- **THE PROBLEM**
Give the listing again in full, matching it character for character.

══════

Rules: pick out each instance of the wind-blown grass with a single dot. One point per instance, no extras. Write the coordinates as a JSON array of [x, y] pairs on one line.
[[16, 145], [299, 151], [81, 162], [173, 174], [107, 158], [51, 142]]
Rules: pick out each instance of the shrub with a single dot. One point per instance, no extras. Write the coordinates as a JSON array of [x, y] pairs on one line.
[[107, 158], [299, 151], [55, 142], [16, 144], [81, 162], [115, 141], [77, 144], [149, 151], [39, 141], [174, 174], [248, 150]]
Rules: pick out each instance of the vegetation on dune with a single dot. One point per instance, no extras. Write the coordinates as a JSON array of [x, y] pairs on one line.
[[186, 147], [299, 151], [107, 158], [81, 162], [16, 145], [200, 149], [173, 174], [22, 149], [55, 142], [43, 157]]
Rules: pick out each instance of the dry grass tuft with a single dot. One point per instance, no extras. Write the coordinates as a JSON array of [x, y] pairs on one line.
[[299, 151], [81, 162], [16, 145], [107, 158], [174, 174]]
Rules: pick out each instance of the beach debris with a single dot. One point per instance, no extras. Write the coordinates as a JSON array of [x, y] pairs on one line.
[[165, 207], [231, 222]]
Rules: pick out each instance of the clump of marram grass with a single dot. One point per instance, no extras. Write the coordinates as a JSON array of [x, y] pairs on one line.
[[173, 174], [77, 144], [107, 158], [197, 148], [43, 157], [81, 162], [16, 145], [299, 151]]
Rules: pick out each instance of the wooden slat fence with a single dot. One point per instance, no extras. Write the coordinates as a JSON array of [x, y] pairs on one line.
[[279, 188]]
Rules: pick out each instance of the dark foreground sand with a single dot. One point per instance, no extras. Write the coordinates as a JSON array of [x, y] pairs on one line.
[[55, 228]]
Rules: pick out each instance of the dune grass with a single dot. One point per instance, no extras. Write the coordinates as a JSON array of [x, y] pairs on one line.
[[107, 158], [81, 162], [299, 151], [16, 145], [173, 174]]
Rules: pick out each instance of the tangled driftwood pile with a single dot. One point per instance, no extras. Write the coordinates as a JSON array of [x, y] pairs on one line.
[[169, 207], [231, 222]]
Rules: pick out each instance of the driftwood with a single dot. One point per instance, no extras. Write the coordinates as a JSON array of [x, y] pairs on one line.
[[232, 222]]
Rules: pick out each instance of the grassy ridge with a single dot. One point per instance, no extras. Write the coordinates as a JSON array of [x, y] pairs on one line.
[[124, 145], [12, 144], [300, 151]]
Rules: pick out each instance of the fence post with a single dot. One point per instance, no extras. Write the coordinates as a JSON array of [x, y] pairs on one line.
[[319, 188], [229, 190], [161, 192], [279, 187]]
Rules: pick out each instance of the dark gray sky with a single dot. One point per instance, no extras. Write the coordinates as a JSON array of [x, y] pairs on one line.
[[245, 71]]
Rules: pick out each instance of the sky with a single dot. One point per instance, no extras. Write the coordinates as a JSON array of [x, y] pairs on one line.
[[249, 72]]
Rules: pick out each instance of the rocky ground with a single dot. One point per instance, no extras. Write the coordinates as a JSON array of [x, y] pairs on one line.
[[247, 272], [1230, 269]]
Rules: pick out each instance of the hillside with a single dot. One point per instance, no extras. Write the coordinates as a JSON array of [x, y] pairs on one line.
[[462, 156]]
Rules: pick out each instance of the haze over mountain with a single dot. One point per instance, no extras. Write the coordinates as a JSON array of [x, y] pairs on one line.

══════

- **SOLUTION FOR THIS PROBLEM**
Rules: pick out each instance of the wind-blown grass with a single dot. One point per instance, no extras. Write the coordinates as a JSON array of [x, y] pairs on one line.
[[16, 145], [299, 151], [81, 162], [173, 174], [107, 158], [51, 142]]
Rules: pick out each instance of the shrub with a single dot. One point per instance, no extras. Write the coordinates as a JSON array of [x, y] pairs on one line.
[[107, 158], [299, 151], [55, 142], [16, 144], [81, 162], [115, 141], [77, 144], [149, 151], [39, 141], [174, 174], [248, 150]]
Rules: pick out each instance of the vegetation on dune with a single dot. One point per instance, no extras. Write the coordinates as a JSON array of [x, y] pairs on one line.
[[186, 147], [299, 151], [107, 158], [81, 162], [16, 145], [200, 149], [173, 174], [22, 149], [55, 142], [43, 157]]
Rules: pick out each instance of the dry grass tuft with a single dot. One point per instance, no extras. Write the coordinates as a JSON array of [x, y] pairs on one line.
[[299, 151], [81, 162], [16, 145], [107, 158], [174, 174]]
Rules: pick out each instance of the beach debris with a single dot. One point per instance, no extras. Write the coordinates as a JSON array of [x, y] pairs on one line.
[[165, 207], [231, 222]]
Rules: pick out each instance of the clump of marram grass with a single dot. One point per instance, no extras. Write the coordinates as a JSON array of [x, y] pairs on one line.
[[173, 174], [77, 144], [107, 158], [197, 148], [43, 157], [81, 162], [16, 145], [299, 151]]
Rules: pick out each instance of the wooden slat fence with a single dot. One point per instance, no extras. Write the coordinates as a JSON array of [x, y] pairs on one line.
[[279, 188]]
Rules: pick out each instance of the dark foreground sand with a single dot. One point per instance, no extras. Write the coordinates as a JSON array of [x, y] pairs on one line.
[[55, 228]]
Rules: pick out each instance of the dune grass with a single dot. One point per instance, no extras. Write the coordinates as a JSON array of [x, y] pairs on one line.
[[107, 158], [81, 162], [299, 151], [16, 145], [173, 174]]
Rules: pick out each instance of the tangled driftwood pile with a single dot. One point per instance, no extras. Write the coordinates as a JSON array of [x, y] pairs on one line.
[[169, 207], [231, 222]]
Rules: pick out each instance of the driftwood with a single dot. One point per instance, no extras. Write the coordinates as a JSON array of [x, y] pairs on one line.
[[232, 222]]
Rules: pick out each instance of the grassy ridge with a single dot. One point per instance, no extras. Write the coordinates as a JSON array of [x, y] pairs on one line.
[[124, 145], [12, 144], [300, 151]]
Rules: pick out each instance of the fence post with a single dot. One point per instance, no extras. Write the coordinates as a JSON array of [x, y] pairs on one line.
[[319, 188], [229, 190], [161, 192], [279, 187]]
Rules: pick out each instance of the dark gray sky with a single dot. One point per instance, no extras. Write the coordinates as a JSON array of [x, y] pairs on one line.
[[245, 71]]
Rules: pick out each instance of the sky with a single dot. One point per instance, no extras. Write the coordinates as a JSON array of [x, y] pairs on one line.
[[249, 72]]
Rules: pick out each instance of the rocky ground with a single dot. One point per instance, no extras. Write the coordinates as a JSON array of [x, y] pairs on one line.
[[247, 272], [1230, 269]]
Rules: pick out each instance of the hillside with a single dot. One point per instance, no extras. Write the coordinates as a JSON array of [x, y] pairs on one line.
[[462, 156]]
Rules: pick out each instance of the haze over mountain with a single dot. One point per instance, no extras. Write the coordinates as a JSON array of [x, y] pairs on one line.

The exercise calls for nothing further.